■ **Your task**
Match the string "beak" against each line below, and copy every line that matches.

■ **Entries shown**

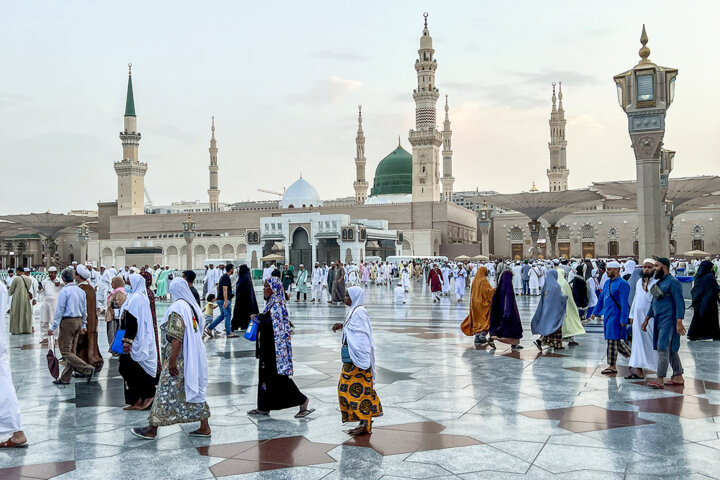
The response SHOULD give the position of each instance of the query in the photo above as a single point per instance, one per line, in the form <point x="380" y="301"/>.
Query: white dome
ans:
<point x="300" y="194"/>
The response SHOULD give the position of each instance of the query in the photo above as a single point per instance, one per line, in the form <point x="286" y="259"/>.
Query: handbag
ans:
<point x="345" y="354"/>
<point x="53" y="362"/>
<point x="251" y="332"/>
<point x="117" y="346"/>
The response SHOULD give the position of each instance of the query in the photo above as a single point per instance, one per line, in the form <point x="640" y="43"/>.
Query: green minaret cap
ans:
<point x="130" y="101"/>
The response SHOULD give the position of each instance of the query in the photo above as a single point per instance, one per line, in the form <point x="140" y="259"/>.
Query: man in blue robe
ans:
<point x="668" y="310"/>
<point x="614" y="307"/>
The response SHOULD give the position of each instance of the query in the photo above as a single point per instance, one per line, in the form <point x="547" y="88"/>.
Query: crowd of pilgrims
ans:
<point x="164" y="364"/>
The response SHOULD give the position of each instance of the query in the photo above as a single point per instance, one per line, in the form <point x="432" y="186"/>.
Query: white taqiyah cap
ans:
<point x="83" y="271"/>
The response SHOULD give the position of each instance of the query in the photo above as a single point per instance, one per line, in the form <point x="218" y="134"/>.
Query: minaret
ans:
<point x="130" y="171"/>
<point x="558" y="172"/>
<point x="447" y="179"/>
<point x="213" y="192"/>
<point x="426" y="139"/>
<point x="360" y="184"/>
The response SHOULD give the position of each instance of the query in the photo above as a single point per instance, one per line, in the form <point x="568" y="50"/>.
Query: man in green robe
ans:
<point x="21" y="309"/>
<point x="301" y="283"/>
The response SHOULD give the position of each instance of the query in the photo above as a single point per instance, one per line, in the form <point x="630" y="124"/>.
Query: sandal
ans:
<point x="10" y="444"/>
<point x="673" y="383"/>
<point x="141" y="433"/>
<point x="304" y="413"/>
<point x="255" y="411"/>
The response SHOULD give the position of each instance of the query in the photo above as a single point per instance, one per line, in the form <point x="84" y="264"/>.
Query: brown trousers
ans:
<point x="67" y="343"/>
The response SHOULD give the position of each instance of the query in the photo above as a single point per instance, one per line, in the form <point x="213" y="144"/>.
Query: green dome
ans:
<point x="393" y="174"/>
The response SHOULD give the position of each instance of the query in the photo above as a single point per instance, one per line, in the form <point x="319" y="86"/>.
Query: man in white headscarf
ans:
<point x="139" y="359"/>
<point x="357" y="404"/>
<point x="643" y="355"/>
<point x="50" y="288"/>
<point x="460" y="276"/>
<point x="10" y="424"/>
<point x="180" y="395"/>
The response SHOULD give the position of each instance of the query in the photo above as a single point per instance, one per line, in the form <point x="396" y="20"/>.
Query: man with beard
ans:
<point x="668" y="311"/>
<point x="643" y="355"/>
<point x="330" y="280"/>
<point x="614" y="307"/>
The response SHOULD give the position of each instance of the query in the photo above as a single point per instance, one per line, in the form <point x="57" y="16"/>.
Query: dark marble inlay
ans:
<point x="41" y="471"/>
<point x="589" y="418"/>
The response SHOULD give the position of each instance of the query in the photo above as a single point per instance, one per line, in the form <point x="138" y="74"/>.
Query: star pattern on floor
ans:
<point x="589" y="418"/>
<point x="409" y="438"/>
<point x="261" y="455"/>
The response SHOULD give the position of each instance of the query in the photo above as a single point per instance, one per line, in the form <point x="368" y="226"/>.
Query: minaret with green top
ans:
<point x="130" y="171"/>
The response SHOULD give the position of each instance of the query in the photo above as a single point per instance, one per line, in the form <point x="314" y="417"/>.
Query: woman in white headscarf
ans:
<point x="138" y="363"/>
<point x="356" y="390"/>
<point x="180" y="396"/>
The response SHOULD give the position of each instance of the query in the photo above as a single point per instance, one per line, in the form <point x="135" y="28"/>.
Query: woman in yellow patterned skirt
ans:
<point x="356" y="390"/>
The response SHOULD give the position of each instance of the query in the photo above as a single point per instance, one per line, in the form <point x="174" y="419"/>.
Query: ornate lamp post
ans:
<point x="645" y="92"/>
<point x="188" y="235"/>
<point x="485" y="215"/>
<point x="83" y="237"/>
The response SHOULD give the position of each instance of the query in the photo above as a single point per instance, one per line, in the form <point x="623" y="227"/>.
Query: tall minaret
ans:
<point x="558" y="172"/>
<point x="213" y="192"/>
<point x="426" y="139"/>
<point x="360" y="184"/>
<point x="447" y="179"/>
<point x="130" y="171"/>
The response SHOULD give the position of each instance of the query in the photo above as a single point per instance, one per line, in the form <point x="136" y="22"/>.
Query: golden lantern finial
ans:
<point x="644" y="50"/>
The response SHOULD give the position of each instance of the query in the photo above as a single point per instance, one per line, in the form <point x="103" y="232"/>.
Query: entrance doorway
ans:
<point x="300" y="249"/>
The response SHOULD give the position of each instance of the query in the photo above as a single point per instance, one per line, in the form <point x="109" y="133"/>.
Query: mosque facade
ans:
<point x="406" y="211"/>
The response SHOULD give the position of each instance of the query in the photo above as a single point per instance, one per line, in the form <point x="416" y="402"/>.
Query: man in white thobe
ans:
<point x="405" y="277"/>
<point x="642" y="355"/>
<point x="399" y="294"/>
<point x="51" y="287"/>
<point x="517" y="278"/>
<point x="316" y="283"/>
<point x="534" y="281"/>
<point x="10" y="424"/>
<point x="460" y="275"/>
<point x="447" y="273"/>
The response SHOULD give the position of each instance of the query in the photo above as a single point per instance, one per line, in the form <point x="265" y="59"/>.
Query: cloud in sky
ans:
<point x="330" y="90"/>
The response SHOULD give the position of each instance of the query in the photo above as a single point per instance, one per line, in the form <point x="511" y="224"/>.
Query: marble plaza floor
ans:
<point x="451" y="410"/>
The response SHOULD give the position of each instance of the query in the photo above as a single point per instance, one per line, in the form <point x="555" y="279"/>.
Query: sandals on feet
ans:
<point x="304" y="413"/>
<point x="255" y="411"/>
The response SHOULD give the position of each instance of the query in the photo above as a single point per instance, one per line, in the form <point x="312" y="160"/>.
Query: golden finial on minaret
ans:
<point x="644" y="50"/>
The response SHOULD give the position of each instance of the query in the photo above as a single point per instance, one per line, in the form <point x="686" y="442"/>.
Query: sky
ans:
<point x="284" y="78"/>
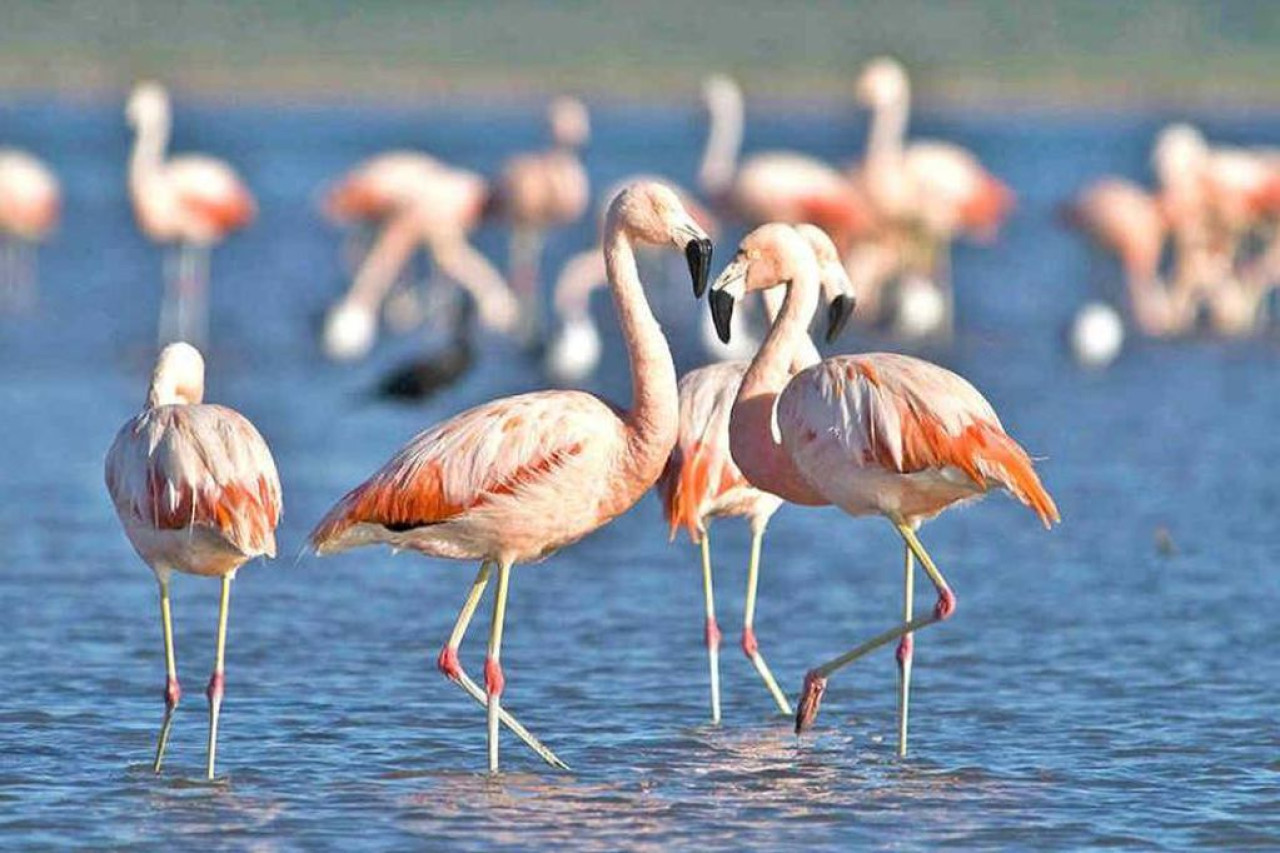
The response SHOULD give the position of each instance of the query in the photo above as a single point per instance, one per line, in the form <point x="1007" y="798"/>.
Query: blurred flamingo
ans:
<point x="519" y="478"/>
<point x="924" y="194"/>
<point x="536" y="192"/>
<point x="874" y="434"/>
<point x="190" y="201"/>
<point x="30" y="203"/>
<point x="773" y="186"/>
<point x="196" y="491"/>
<point x="702" y="482"/>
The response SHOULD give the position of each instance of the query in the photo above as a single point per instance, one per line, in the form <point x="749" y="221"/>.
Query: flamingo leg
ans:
<point x="712" y="633"/>
<point x="749" y="644"/>
<point x="493" y="676"/>
<point x="905" y="649"/>
<point x="218" y="682"/>
<point x="172" y="690"/>
<point x="816" y="680"/>
<point x="452" y="667"/>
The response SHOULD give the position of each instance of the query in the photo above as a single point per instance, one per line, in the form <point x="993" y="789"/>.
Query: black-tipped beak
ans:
<point x="722" y="313"/>
<point x="837" y="315"/>
<point x="698" y="252"/>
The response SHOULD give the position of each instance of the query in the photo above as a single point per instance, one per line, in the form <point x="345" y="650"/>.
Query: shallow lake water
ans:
<point x="1111" y="683"/>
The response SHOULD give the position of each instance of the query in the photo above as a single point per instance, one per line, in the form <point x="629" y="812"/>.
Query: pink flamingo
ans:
<point x="702" y="482"/>
<point x="30" y="204"/>
<point x="926" y="192"/>
<point x="539" y="191"/>
<point x="196" y="491"/>
<point x="873" y="434"/>
<point x="773" y="186"/>
<point x="191" y="201"/>
<point x="519" y="478"/>
<point x="440" y="213"/>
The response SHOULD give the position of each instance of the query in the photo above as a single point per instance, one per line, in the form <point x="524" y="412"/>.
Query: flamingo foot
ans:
<point x="448" y="664"/>
<point x="946" y="603"/>
<point x="905" y="648"/>
<point x="810" y="697"/>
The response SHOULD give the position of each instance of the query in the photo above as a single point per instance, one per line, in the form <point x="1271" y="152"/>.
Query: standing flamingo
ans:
<point x="536" y="192"/>
<point x="191" y="201"/>
<point x="702" y="482"/>
<point x="440" y="214"/>
<point x="30" y="203"/>
<point x="874" y="434"/>
<point x="773" y="186"/>
<point x="196" y="491"/>
<point x="927" y="192"/>
<point x="519" y="478"/>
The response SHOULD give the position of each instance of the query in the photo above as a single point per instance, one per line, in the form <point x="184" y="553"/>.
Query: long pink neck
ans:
<point x="654" y="415"/>
<point x="753" y="443"/>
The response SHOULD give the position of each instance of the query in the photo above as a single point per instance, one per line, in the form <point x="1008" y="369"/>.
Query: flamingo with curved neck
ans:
<point x="519" y="478"/>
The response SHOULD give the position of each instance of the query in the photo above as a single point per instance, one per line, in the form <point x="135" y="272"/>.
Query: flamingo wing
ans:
<point x="174" y="468"/>
<point x="507" y="447"/>
<point x="904" y="415"/>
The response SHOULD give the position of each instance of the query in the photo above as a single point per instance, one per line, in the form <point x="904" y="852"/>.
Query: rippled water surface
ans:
<point x="1093" y="689"/>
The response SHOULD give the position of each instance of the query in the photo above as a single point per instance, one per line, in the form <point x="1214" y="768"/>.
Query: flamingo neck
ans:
<point x="723" y="145"/>
<point x="887" y="132"/>
<point x="754" y="442"/>
<point x="654" y="413"/>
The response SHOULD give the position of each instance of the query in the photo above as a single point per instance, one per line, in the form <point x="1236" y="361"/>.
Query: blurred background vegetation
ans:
<point x="1034" y="50"/>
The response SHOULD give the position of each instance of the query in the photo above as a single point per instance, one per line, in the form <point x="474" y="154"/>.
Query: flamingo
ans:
<point x="30" y="203"/>
<point x="196" y="491"/>
<point x="1127" y="220"/>
<point x="874" y="434"/>
<point x="519" y="478"/>
<point x="539" y="191"/>
<point x="575" y="349"/>
<point x="772" y="186"/>
<point x="191" y="201"/>
<point x="442" y="214"/>
<point x="926" y="192"/>
<point x="702" y="482"/>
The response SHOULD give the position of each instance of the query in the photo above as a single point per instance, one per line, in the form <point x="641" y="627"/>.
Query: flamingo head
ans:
<point x="1179" y="150"/>
<point x="771" y="255"/>
<point x="570" y="122"/>
<point x="652" y="213"/>
<point x="883" y="82"/>
<point x="837" y="291"/>
<point x="178" y="378"/>
<point x="149" y="104"/>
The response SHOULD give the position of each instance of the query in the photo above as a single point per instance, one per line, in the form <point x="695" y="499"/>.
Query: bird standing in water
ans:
<point x="874" y="434"/>
<point x="519" y="478"/>
<point x="196" y="491"/>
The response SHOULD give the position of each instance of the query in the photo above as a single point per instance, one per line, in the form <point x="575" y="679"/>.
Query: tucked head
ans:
<point x="571" y="126"/>
<point x="179" y="377"/>
<point x="882" y="82"/>
<point x="771" y="255"/>
<point x="652" y="213"/>
<point x="837" y="291"/>
<point x="147" y="104"/>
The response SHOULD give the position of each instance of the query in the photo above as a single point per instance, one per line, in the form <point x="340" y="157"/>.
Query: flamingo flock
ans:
<point x="768" y="422"/>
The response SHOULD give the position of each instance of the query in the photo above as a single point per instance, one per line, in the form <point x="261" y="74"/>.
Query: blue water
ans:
<point x="1093" y="689"/>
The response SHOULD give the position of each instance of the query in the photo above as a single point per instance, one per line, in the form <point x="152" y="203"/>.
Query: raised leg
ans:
<point x="712" y="632"/>
<point x="452" y="667"/>
<point x="218" y="682"/>
<point x="493" y="676"/>
<point x="749" y="646"/>
<point x="905" y="648"/>
<point x="816" y="680"/>
<point x="172" y="690"/>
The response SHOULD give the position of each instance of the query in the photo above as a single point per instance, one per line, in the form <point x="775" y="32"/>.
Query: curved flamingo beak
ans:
<point x="837" y="315"/>
<point x="698" y="252"/>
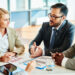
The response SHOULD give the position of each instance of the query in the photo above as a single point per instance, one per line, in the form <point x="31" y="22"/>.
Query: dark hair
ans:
<point x="63" y="8"/>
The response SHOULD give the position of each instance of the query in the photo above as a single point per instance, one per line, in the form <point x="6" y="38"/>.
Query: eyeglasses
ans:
<point x="54" y="17"/>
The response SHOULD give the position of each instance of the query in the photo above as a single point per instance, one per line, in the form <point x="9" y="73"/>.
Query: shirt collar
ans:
<point x="60" y="26"/>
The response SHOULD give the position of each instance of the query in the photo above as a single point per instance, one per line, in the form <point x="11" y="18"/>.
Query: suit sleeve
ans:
<point x="38" y="39"/>
<point x="68" y="41"/>
<point x="70" y="53"/>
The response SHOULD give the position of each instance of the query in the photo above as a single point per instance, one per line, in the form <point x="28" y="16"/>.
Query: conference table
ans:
<point x="57" y="70"/>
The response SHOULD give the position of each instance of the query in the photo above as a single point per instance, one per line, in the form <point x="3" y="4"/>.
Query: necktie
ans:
<point x="52" y="38"/>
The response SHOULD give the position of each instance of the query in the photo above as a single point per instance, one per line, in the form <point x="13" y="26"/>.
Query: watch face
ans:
<point x="10" y="67"/>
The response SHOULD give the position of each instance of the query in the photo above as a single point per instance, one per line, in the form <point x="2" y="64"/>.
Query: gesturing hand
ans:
<point x="58" y="57"/>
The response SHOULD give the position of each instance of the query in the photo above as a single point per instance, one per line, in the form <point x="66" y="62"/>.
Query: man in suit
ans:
<point x="66" y="59"/>
<point x="57" y="35"/>
<point x="8" y="40"/>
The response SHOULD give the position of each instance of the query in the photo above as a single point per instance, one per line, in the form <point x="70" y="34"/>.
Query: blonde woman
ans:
<point x="9" y="40"/>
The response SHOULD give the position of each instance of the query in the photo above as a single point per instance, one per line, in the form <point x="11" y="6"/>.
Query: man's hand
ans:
<point x="58" y="57"/>
<point x="9" y="54"/>
<point x="31" y="65"/>
<point x="33" y="48"/>
<point x="5" y="58"/>
<point x="38" y="52"/>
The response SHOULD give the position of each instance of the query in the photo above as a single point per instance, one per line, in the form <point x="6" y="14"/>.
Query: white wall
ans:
<point x="71" y="7"/>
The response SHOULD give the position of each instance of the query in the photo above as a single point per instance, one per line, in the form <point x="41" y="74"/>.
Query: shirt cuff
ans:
<point x="64" y="61"/>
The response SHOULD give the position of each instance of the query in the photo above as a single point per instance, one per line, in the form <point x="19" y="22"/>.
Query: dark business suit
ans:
<point x="63" y="39"/>
<point x="70" y="54"/>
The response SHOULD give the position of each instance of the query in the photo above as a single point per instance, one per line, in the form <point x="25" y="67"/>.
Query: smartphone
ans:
<point x="10" y="67"/>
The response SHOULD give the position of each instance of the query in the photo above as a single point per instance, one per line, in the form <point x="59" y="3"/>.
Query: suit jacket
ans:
<point x="14" y="42"/>
<point x="63" y="39"/>
<point x="70" y="53"/>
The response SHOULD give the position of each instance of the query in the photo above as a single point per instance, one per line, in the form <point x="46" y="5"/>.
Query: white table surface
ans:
<point x="57" y="70"/>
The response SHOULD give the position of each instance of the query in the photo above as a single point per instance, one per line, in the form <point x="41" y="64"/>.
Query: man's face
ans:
<point x="56" y="17"/>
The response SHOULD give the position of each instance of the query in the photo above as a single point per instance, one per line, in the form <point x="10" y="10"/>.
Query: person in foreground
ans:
<point x="57" y="34"/>
<point x="8" y="39"/>
<point x="66" y="59"/>
<point x="31" y="65"/>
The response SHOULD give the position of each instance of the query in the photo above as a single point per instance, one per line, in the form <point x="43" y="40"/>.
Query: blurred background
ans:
<point x="33" y="12"/>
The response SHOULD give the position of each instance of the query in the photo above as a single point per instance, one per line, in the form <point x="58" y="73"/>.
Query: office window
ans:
<point x="51" y="2"/>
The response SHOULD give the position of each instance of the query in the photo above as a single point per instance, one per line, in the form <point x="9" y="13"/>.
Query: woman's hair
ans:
<point x="3" y="11"/>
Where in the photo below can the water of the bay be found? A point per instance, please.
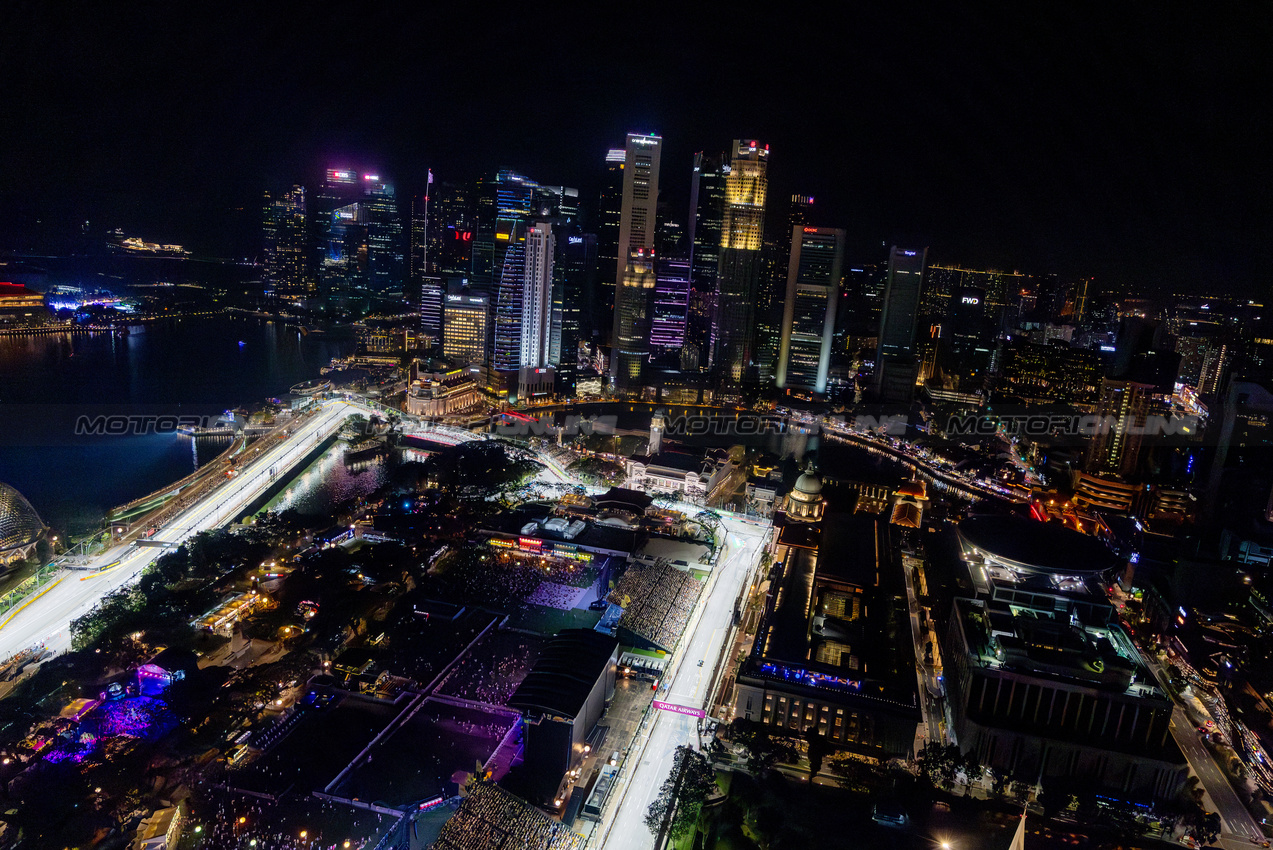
(196, 365)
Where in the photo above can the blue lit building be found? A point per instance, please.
(828, 655)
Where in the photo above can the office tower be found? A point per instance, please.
(1123, 407)
(737, 272)
(418, 247)
(610, 208)
(633, 272)
(707, 220)
(633, 313)
(287, 274)
(452, 224)
(671, 309)
(896, 367)
(386, 264)
(576, 279)
(808, 312)
(555, 202)
(430, 302)
(506, 349)
(536, 321)
(464, 335)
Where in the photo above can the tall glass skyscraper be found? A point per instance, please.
(537, 295)
(808, 312)
(287, 274)
(610, 209)
(633, 270)
(671, 308)
(633, 313)
(737, 276)
(707, 222)
(896, 368)
(507, 337)
(386, 261)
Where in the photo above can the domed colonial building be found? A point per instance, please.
(803, 503)
(21, 527)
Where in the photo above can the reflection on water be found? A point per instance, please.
(330, 481)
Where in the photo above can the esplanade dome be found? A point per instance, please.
(808, 482)
(21, 526)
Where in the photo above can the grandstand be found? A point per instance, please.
(657, 599)
(490, 818)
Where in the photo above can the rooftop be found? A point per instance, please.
(1031, 545)
(565, 673)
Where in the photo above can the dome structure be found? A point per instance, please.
(805, 499)
(21, 527)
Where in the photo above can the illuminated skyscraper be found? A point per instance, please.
(574, 271)
(287, 274)
(737, 276)
(671, 308)
(633, 313)
(1123, 407)
(808, 312)
(610, 209)
(536, 323)
(386, 262)
(707, 220)
(507, 337)
(896, 367)
(633, 270)
(465, 326)
(452, 225)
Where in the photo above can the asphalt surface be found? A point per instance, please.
(688, 683)
(46, 617)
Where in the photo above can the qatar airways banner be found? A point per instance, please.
(679, 709)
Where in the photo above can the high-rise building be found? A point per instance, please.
(430, 300)
(464, 339)
(896, 367)
(451, 232)
(536, 321)
(634, 304)
(737, 275)
(610, 206)
(671, 308)
(576, 286)
(358, 233)
(1123, 407)
(386, 262)
(418, 247)
(506, 351)
(633, 271)
(707, 220)
(808, 312)
(287, 272)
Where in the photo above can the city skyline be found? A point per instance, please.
(1090, 166)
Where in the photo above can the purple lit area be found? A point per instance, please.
(131, 717)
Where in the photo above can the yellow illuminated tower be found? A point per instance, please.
(741, 238)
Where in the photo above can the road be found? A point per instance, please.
(931, 687)
(1239, 827)
(46, 617)
(686, 683)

■ **Exercise result**
Query: black-tipped beak
Query: curved flamingo beak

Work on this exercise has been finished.